** AIM **
Please quote the lines word for word, beginning at the line that contains "Locate every instance of raf" and stopping after the line that contains "xmin=0 ymin=185 xmax=211 ymax=268". Include both of those lines.

[Stored items from a collection]

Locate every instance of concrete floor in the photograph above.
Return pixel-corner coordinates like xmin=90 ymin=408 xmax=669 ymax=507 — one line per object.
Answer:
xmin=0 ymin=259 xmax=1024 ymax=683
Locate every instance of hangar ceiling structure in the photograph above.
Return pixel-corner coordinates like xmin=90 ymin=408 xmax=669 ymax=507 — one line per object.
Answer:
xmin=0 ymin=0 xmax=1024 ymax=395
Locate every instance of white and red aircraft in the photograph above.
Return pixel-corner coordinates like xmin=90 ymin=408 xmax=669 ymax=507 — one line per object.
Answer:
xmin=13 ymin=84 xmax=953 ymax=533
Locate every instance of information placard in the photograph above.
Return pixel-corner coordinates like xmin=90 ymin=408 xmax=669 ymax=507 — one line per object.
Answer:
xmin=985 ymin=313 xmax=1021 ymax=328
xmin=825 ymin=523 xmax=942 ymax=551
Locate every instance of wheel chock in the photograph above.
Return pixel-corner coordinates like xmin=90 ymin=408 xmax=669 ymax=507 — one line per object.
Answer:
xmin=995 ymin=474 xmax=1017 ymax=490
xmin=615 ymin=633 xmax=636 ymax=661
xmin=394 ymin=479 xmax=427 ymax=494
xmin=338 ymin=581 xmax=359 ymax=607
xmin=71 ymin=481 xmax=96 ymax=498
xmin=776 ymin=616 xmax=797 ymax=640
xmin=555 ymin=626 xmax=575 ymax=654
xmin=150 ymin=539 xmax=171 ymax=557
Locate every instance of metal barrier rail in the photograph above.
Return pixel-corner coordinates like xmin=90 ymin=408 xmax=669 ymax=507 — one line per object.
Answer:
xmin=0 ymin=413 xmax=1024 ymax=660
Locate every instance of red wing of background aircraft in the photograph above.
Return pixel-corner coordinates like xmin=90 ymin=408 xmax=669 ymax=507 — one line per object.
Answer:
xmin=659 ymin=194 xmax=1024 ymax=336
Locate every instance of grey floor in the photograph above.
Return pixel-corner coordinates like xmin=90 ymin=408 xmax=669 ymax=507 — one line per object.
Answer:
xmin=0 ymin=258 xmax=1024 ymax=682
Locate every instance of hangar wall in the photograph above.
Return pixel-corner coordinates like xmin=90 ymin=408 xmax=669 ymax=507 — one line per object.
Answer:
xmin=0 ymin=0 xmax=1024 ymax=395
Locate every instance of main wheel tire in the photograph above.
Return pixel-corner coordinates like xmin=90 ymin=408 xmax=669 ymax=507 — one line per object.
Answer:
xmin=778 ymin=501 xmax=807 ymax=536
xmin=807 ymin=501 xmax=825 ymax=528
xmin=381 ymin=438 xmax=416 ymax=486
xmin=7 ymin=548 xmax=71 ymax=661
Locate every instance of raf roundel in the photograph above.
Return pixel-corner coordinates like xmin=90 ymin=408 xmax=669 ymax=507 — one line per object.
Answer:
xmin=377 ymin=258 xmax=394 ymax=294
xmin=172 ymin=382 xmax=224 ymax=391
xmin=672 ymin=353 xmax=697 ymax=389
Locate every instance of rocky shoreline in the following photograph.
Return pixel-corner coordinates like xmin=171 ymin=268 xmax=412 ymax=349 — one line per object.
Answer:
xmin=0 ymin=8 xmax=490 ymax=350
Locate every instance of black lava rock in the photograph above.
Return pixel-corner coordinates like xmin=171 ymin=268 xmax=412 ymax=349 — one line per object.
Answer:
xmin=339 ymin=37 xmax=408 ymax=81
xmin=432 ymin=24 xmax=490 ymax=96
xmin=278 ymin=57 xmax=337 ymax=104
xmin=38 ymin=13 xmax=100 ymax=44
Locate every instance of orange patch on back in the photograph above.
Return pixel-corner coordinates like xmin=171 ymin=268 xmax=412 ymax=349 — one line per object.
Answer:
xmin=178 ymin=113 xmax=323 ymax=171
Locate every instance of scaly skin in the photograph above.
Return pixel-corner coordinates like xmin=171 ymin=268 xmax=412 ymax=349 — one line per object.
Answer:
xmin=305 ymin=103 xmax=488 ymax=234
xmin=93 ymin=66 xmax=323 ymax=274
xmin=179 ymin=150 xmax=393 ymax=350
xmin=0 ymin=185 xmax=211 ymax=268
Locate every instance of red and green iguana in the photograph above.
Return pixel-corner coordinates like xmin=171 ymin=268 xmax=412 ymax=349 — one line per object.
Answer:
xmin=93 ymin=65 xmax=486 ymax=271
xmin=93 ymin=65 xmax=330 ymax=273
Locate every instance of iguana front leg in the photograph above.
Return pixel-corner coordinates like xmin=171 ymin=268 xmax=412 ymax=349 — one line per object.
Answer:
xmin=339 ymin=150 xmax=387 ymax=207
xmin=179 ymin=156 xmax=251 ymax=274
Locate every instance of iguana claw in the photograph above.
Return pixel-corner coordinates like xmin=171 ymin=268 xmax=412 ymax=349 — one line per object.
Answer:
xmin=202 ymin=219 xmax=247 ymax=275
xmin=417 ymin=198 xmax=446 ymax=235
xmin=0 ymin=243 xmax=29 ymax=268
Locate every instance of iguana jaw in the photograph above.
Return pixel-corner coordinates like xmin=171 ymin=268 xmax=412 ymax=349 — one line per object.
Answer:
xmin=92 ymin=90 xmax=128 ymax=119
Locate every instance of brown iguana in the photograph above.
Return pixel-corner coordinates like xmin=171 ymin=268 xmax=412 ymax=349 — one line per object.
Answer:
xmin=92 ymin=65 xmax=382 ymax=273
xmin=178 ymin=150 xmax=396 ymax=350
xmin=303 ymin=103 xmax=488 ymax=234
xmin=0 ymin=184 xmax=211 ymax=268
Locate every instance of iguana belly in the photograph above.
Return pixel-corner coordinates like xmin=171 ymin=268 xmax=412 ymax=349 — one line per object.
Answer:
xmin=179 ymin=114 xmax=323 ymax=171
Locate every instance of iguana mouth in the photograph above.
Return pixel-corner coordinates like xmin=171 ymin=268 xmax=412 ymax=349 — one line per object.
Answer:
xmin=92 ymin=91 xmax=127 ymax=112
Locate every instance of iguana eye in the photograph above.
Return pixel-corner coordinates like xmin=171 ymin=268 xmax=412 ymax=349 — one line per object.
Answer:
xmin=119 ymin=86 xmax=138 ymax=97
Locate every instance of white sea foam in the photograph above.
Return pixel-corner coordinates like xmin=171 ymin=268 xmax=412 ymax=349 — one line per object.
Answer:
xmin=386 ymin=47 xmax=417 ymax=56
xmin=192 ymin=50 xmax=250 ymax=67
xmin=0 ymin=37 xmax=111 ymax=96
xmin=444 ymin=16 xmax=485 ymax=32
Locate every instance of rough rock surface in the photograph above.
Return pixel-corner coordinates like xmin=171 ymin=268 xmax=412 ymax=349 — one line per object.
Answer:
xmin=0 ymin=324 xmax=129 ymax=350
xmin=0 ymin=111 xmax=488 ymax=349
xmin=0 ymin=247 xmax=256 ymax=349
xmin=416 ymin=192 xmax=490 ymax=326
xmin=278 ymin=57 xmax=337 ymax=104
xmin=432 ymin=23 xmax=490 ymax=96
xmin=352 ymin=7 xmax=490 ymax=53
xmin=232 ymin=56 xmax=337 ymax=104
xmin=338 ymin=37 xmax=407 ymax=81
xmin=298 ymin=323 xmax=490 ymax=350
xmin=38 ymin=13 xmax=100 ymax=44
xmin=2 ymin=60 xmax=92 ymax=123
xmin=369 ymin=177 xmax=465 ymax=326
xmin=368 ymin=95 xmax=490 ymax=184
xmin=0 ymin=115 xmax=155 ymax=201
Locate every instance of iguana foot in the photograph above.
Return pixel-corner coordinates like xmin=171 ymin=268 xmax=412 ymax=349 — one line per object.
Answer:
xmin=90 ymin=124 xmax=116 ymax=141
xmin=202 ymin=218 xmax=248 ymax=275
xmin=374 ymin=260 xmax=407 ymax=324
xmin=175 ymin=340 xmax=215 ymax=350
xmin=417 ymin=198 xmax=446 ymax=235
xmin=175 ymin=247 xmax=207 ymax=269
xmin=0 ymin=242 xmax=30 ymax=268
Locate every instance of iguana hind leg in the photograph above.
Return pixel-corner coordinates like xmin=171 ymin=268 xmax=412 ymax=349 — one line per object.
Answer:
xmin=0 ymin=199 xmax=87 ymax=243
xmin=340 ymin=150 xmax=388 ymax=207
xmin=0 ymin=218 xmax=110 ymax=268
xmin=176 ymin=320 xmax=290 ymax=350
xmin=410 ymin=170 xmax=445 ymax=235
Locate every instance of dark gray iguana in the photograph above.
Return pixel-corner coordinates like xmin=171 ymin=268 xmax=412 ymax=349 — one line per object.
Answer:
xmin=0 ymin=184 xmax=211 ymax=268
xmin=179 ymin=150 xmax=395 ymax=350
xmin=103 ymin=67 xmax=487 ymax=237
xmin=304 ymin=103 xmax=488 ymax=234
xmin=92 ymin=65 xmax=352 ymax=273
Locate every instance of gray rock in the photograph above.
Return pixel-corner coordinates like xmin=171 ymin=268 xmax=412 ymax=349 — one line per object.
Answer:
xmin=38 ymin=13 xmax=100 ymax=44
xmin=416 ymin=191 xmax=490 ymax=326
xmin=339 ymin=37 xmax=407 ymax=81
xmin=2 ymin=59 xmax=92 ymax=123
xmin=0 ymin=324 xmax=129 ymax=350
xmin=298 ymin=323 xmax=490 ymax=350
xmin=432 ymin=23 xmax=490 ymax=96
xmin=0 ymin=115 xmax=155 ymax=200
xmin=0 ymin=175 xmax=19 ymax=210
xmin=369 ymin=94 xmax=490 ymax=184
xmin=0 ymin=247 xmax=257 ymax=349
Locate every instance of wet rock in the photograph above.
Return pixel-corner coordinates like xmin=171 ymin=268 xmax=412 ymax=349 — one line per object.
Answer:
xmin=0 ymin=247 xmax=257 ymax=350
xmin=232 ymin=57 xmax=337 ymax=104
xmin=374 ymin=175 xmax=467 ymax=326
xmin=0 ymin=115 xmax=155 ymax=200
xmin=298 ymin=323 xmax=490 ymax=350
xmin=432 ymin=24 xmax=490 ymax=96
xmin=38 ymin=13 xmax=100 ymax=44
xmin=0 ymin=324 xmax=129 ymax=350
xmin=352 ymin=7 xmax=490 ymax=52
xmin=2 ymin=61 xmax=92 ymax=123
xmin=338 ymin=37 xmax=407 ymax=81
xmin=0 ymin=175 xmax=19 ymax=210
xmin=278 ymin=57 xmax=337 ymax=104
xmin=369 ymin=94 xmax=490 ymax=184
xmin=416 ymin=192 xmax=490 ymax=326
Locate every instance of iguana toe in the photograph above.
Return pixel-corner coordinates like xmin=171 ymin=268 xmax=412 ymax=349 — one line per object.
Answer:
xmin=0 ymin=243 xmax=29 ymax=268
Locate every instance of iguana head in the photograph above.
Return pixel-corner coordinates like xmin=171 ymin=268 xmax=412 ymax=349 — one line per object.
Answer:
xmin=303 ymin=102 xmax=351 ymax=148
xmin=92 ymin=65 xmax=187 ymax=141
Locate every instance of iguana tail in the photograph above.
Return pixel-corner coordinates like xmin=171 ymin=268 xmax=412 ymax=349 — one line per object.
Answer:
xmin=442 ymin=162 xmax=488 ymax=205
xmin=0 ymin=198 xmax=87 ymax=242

** ANSWER FOR THIS EXERCISE **
Locate every instance of raf roundel in the photograph above.
Return pixel-corner coordinates like xmin=90 ymin=408 xmax=669 ymax=507 — one line per object.
Answer:
xmin=377 ymin=258 xmax=394 ymax=294
xmin=172 ymin=382 xmax=224 ymax=391
xmin=672 ymin=353 xmax=697 ymax=389
Locate every instance of rocky shoreline in the following photograph.
Return pixel-corner coordinates like xmin=171 ymin=268 xmax=412 ymax=349 — one line per object.
Answer:
xmin=0 ymin=8 xmax=490 ymax=350
Locate every instance of black lava rock in the photograph above.
Return pixel-corner coordinates like xmin=171 ymin=268 xmax=412 ymax=349 — one line per object.
Answer:
xmin=339 ymin=37 xmax=408 ymax=81
xmin=432 ymin=24 xmax=490 ymax=96
xmin=278 ymin=57 xmax=337 ymax=104
xmin=38 ymin=13 xmax=100 ymax=44
Locate every instance of orange patch on back in the photograph above.
Return pixel-corner coordinates like xmin=171 ymin=268 xmax=412 ymax=349 — one line per object.
Answer:
xmin=178 ymin=113 xmax=323 ymax=171
Locate every instance of scaly skin in the photograph above.
Return pixel-corner coordinates like xmin=171 ymin=268 xmax=412 ymax=349 — one line per object.
Answer:
xmin=305 ymin=103 xmax=488 ymax=234
xmin=93 ymin=66 xmax=323 ymax=274
xmin=179 ymin=150 xmax=393 ymax=350
xmin=0 ymin=185 xmax=211 ymax=268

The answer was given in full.